### Given problem
Count how many of the rows below contain the string "sheet", matching case exactly, and reply with that number alone.

### Data to use
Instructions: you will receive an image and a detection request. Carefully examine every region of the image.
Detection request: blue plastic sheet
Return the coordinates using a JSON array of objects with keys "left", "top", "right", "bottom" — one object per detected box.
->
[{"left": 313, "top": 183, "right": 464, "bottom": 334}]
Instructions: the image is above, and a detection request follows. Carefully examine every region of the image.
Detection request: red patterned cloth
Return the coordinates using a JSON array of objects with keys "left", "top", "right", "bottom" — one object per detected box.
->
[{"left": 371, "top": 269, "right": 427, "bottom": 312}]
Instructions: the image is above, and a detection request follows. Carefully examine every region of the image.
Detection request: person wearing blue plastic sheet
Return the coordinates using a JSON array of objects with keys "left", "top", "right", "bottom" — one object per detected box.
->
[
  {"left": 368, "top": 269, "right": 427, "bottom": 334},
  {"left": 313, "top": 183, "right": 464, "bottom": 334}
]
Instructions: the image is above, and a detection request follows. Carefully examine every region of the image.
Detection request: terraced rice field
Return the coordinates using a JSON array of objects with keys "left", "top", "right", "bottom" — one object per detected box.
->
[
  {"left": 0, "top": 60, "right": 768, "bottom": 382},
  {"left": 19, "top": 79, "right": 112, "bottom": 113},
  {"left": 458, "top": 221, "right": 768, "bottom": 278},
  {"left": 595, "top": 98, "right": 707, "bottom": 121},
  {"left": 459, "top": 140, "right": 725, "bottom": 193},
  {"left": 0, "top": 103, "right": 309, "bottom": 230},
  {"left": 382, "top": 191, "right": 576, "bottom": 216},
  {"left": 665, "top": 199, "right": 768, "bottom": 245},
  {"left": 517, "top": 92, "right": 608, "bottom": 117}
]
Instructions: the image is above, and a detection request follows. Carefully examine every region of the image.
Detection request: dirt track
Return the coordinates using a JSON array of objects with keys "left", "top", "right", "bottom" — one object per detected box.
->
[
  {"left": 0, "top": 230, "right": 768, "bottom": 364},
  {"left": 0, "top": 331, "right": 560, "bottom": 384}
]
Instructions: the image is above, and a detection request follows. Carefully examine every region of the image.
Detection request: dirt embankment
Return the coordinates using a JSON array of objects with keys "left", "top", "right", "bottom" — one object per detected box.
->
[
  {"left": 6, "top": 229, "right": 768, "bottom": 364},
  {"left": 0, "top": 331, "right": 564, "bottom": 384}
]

### Expected answer
2